What to do
Which rows below contain the string "rock", with case counting? Pick out each of those rows and copy it in full.
** Start Records to use **
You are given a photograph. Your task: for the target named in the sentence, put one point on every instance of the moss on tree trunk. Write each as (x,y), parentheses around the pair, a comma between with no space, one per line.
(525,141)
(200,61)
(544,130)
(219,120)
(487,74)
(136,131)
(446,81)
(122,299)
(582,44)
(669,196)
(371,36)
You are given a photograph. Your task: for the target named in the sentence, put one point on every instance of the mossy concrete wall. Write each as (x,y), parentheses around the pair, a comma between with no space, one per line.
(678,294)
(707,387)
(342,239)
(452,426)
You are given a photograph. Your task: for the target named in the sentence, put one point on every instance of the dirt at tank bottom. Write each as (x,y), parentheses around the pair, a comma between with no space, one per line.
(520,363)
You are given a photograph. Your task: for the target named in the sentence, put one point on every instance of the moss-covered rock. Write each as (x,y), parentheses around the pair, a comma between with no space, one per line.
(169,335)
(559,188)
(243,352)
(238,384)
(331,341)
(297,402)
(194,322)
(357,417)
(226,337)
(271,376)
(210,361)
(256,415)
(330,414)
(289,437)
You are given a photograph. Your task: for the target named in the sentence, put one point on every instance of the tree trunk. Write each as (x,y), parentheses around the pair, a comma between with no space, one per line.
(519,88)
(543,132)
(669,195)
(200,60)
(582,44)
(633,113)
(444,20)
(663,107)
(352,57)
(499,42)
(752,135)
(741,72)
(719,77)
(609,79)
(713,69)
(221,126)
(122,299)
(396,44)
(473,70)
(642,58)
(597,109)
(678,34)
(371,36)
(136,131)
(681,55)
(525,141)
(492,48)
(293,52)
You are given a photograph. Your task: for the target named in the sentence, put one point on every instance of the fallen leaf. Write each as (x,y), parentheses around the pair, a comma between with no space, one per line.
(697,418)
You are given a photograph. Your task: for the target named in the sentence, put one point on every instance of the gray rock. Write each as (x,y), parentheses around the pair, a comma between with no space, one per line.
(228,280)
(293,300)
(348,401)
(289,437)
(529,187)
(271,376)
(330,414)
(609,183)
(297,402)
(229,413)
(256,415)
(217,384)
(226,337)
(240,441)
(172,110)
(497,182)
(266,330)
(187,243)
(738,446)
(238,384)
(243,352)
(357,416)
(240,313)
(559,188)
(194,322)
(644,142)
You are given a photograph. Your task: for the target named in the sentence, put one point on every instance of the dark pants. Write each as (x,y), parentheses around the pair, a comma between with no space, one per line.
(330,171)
** End Records to use **
** Start Records to use **
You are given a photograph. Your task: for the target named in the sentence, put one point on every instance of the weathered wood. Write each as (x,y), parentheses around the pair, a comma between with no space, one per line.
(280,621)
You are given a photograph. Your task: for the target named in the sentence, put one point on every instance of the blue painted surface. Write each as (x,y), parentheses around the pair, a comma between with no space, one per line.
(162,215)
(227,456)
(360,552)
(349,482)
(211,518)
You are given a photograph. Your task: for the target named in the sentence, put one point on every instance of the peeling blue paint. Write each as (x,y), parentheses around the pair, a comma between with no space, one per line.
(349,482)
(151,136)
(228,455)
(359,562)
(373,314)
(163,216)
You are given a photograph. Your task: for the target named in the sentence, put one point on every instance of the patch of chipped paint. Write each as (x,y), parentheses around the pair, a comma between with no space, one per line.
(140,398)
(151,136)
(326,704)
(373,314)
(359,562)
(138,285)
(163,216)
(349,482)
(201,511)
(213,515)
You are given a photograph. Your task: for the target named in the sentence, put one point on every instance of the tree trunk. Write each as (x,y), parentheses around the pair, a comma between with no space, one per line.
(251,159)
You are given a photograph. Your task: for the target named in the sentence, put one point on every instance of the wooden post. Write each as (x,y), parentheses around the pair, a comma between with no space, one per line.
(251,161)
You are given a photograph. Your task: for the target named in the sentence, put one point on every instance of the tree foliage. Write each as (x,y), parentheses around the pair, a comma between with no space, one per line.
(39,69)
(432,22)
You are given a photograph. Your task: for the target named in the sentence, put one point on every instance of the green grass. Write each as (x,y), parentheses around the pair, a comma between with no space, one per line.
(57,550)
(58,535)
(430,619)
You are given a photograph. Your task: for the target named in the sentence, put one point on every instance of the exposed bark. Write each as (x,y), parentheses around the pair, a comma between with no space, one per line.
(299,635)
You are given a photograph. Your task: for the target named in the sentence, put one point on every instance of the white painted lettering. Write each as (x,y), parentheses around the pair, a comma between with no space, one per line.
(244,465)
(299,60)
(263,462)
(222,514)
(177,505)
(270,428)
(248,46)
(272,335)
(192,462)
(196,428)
** End Records to use **
Task solution
You are given a photograph. Your task: for the target named in the sentence, put one point on every instance of the moss-covered rock. Write each as (x,y), parentheses around the pair, a comma between with no space, one per line.
You are given a photograph. Your task: for the target named in the sentence, put one point on every instance of the gray rock. Write each as (x,y), parentheses around the pair, a comma between with no space, one per line.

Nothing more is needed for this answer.